[DOCUMENT EXTRACT]:
Running on an empty stomach is a question that many runners ask themselves. In reality, it is a very personal question that depends on the individual’s tastes. It is up to each individual to assess whether it is good for his or her body according to his or her physical condition.
In this article we want to clarify what happens in the body when running on an empty stomach so that you can assess whether this practice is good for you or harmful to your sporting goals. We also give you some basic recommendations to follow if you decide to give it a try, such as the importance of providing your body with the necessary nutrients after the wear and tear caused by running.
Running on an empty stomach means running without having eaten any food for several hours. It is usually done when we wake up after a night’s rest before breakfast.
We will also run on an empty stomach if we go out for a run six to eight hours after the last meal, for example if we run in the afternoon and have not eaten anything since breakfast.
There is no single answer to this question. It depends on the individual and the goal to be achieved. It is important to bear in mind that running on an empty stomach can be counterproductive if, for example, you want to increase your endurance level.

[MATERIAL SUPPLIED]:

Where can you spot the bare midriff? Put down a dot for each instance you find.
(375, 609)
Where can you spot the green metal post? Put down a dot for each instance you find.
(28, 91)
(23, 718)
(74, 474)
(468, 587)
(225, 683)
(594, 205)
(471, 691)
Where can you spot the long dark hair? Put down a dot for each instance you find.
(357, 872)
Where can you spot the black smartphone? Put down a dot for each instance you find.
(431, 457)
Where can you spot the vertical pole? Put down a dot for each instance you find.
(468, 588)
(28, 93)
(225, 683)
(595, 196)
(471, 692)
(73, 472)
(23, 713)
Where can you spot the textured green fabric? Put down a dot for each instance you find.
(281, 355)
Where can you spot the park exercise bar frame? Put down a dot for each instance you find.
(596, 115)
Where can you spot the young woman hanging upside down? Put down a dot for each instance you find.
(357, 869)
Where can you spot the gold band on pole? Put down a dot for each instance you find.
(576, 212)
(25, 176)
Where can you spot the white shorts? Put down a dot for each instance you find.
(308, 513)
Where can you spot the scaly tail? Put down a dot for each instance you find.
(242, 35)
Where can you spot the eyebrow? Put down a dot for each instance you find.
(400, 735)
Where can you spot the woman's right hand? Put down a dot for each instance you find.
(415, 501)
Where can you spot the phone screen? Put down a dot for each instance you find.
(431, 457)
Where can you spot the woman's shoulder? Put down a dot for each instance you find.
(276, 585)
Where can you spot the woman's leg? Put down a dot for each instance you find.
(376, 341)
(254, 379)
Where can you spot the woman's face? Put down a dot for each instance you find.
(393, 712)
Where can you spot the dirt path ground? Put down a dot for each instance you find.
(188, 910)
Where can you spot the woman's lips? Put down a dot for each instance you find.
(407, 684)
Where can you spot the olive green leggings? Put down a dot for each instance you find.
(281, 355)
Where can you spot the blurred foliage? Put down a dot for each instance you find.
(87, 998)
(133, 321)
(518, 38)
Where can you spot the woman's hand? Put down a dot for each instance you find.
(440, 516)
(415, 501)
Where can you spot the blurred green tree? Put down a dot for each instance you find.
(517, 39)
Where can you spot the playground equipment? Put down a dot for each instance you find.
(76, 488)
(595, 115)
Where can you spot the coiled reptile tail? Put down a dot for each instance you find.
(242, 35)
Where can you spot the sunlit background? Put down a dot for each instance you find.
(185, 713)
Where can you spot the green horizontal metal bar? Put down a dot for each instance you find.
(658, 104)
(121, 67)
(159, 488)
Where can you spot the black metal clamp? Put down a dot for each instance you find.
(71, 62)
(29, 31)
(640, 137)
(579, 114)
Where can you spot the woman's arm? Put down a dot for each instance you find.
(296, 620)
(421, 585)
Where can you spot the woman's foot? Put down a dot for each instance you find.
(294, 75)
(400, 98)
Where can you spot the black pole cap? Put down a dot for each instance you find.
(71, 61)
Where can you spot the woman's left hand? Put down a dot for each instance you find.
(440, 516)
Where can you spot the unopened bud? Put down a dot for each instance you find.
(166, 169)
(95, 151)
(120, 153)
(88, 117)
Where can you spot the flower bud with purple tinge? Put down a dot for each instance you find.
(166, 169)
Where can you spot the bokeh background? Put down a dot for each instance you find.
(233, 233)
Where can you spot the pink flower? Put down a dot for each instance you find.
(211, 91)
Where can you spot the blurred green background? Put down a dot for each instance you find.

[WORK INSTRUCTIONS]:
Answer these questions from the text on running on an empty stomach.
1. When is running on an empty stomach usually done?
2. How many hours after the last meal does a run count as running on an empty stomach?
3. Which goal can running on an empty stomach work against?

[RESULT FOR THIS TASK]:
1. After waking from a night's rest, before breakfast.
2. Six to eight hours.
3. Increasing your endurance level.